== Article ==
****************************************

Time Series Prediction Part I

Dr. Andreas Maier

2022-07-21

Time Series

  • Clustering
    • Dynamic Time Warping
  • Segmentation
    • Speech recognition
  • Classification
  • Anomaly/Outlier Detection
  • Imputation
  • Forecasting
    • Trajectory prediction
    • Stock Market prediction
  • Univariate
  • Multivariate
  • Zerovariate
    • Delphi Method

“Prediction is the essence of intelligence, and that’s what we’re trying to do.”

Yann LeCun (2015)

“Prediction is very difficult, especially if it’s about the future!”

Niels Bohr

“What we can’t predict, we call randomness.”

Albert Einstein

Understanding Randomness 1

Random walk
cumulative sum of random numbers

Understanding Randomness 2

Walk of random walk
cumulative sum of a random walk

Pearson correlation coefficient \(r\)

  • Measures linear correlation between two sets of data
  • Equal to the slope of a linear regression model (for standardized data \(\sigma_x=\sigma_y=1\))1

\[ \hat{y} = \phi_0 + \phi_1 x = \phi_0 + \frac{cov(x,y)}{\sigma_x^2} x = \phi_0 + r \frac{\sigma_x}{\sigma_y} x \]

Autocorrelation 1

Pearson coefficients between time series and time shifted version of itself

Autocorrelation 2

  • ACF (auto correlation function) of non-stationary data decreases slowly2
  • random walk is non-stationary

Stationarity

Statistical properties don’t change over time

3

  • A stationary time series has no seasonality or trend.
  • Many tools, statistical tests and models (ARIMA!) rely on stationarity.

Differencing

  • Differencing of degree \(d\) can help to stabilise the mean eliminating/reducing trend and seasonality.
  • Transformations such as logarithms can help to stabilise the variance
  • ACF is zero for first derivative of random walk

Partial autocorrelation 1

  • Direct linear correlation \(r_k\) between \(y\) and \(x_k\) \[ \hat{y} = \phi_0 + 0 \cdot x_1 + ... + r_k x_k \]
  • Partial correlation \(p_k\) between \(y\) and \(x_k\) \[ \hat{y} = \phi_0 + \phi_1 x_1 + ... + p_k x_k \] Dependency on \(x_1, x_2, ...\) is absorbed into \(\phi_1, \phi_2, ...\)

Partial correlation is linear correlation between \(y\) and \(x_k\) with indirect correlation to \(x_1, x_2, ...\) removed.4

Partial autocorrelation 2

  • PACF (Partial autocorellation function) is zero for random walk except for lag 1

Autoregression model

  • forecast \(y_t\) using a linear combination of past values \[ \hat{y}_t = \phi_0 + \phi_1 y_{t-1} + \phi_2 y_{t-2} + ... + \phi_p y_{t-p} \]
  • Autoregression means linear regression with lagged version of itself (similar to autocorrelation)

****************************************

== Short problem 1 ==
Reproduce word for word the passage of the time series slides starting at "Statistical properties don’t" and ending at "rely on stationarity.".
== Short problem 2 ==
Condense the three points in the time series slides that begin with "Differencing of degree" into one short paragraph, keeping their main facts.
The records have no part in this work.

****************************************

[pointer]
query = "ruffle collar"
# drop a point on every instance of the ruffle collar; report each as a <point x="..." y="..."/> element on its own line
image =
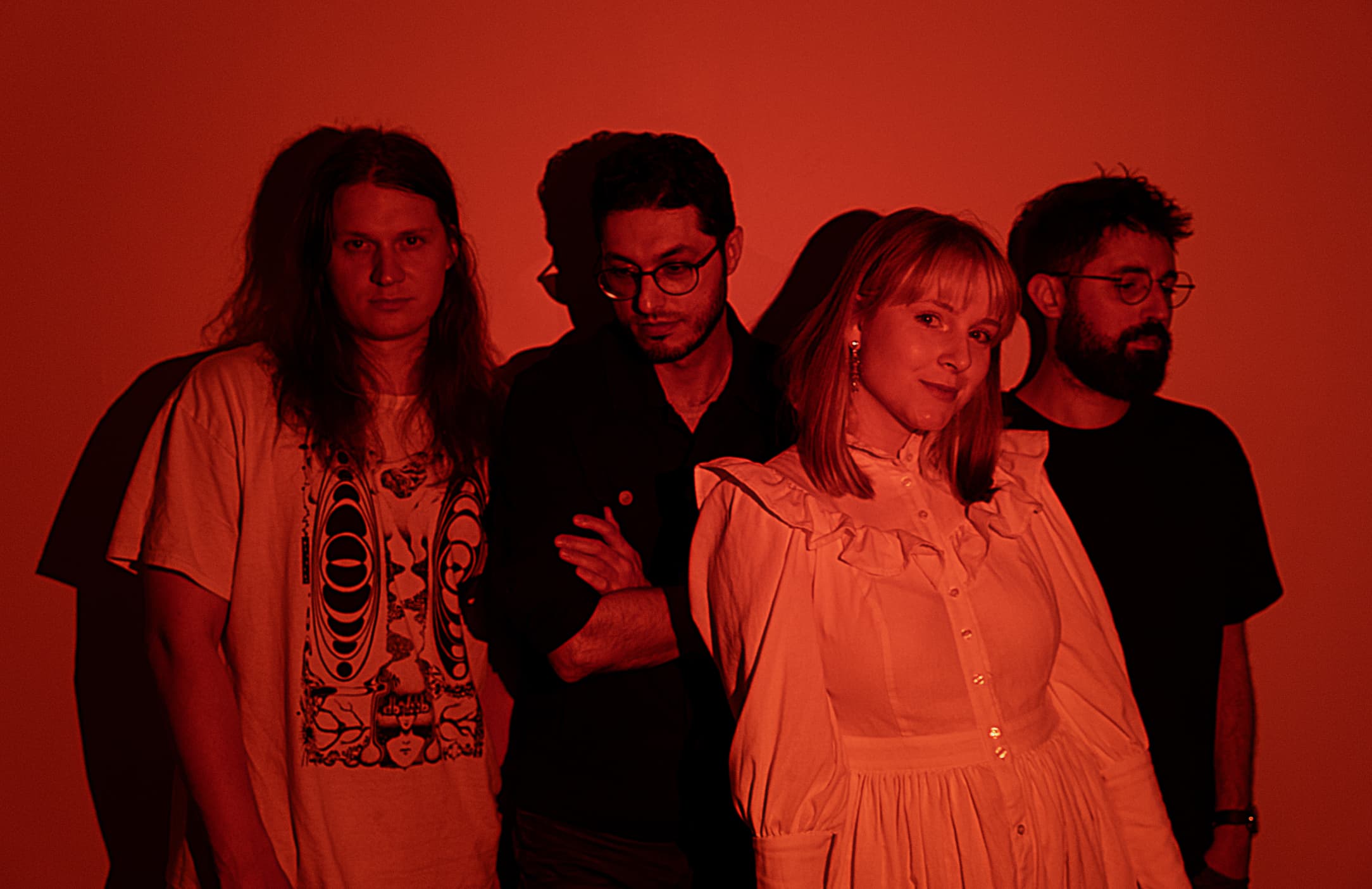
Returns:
<point x="888" y="552"/>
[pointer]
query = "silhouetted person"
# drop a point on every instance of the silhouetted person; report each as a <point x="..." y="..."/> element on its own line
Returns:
<point x="619" y="737"/>
<point x="308" y="523"/>
<point x="570" y="279"/>
<point x="1160" y="493"/>
<point x="128" y="750"/>
<point x="813" y="276"/>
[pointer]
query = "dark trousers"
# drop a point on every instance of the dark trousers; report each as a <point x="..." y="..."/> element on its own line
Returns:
<point x="551" y="852"/>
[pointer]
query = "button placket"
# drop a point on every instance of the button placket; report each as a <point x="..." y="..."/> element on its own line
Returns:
<point x="976" y="662"/>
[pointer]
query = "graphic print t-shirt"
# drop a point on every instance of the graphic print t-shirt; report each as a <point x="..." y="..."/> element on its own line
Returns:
<point x="357" y="681"/>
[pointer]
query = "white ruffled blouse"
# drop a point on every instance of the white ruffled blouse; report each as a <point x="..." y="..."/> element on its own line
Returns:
<point x="926" y="695"/>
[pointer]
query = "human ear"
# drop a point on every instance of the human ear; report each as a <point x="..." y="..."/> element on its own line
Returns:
<point x="1049" y="295"/>
<point x="733" y="249"/>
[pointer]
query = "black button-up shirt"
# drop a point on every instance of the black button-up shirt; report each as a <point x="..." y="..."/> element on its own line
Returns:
<point x="639" y="752"/>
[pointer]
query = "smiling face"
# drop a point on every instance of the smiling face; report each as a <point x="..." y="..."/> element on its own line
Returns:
<point x="1113" y="348"/>
<point x="387" y="261"/>
<point x="921" y="361"/>
<point x="664" y="327"/>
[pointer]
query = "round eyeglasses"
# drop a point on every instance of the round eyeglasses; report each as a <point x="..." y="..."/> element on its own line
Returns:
<point x="674" y="279"/>
<point x="1133" y="287"/>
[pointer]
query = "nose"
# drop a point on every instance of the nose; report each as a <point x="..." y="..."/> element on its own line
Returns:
<point x="651" y="298"/>
<point x="386" y="269"/>
<point x="957" y="353"/>
<point x="1156" y="306"/>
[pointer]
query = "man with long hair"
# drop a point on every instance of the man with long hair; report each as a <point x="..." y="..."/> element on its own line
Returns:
<point x="619" y="737"/>
<point x="308" y="523"/>
<point x="1160" y="493"/>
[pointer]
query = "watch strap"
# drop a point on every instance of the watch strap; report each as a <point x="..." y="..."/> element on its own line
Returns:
<point x="1247" y="818"/>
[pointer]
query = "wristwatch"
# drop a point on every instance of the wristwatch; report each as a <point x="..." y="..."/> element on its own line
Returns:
<point x="1249" y="818"/>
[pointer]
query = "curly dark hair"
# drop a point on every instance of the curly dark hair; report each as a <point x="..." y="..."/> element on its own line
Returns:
<point x="1063" y="228"/>
<point x="663" y="170"/>
<point x="319" y="374"/>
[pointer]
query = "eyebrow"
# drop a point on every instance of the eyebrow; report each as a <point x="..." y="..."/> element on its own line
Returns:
<point x="667" y="254"/>
<point x="951" y="309"/>
<point x="421" y="229"/>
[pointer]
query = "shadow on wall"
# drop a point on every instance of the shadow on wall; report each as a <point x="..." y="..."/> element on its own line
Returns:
<point x="813" y="276"/>
<point x="570" y="279"/>
<point x="125" y="738"/>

****************************************

== Exercise result 1 ==
Statistical properties don’t change over time

3

  • A stationary time series has no seasonality or trend.
  • Many tools, statistical tests and models (ARIMA!) rely on stationarity.

== Exercise result 2 ==
Differencing of degree d helps stabilize the mean by removing or reducing trend and seasonality. Transformations such as logarithms help stabilize the variance. For the first derivative of a random walk, the ACF is zero.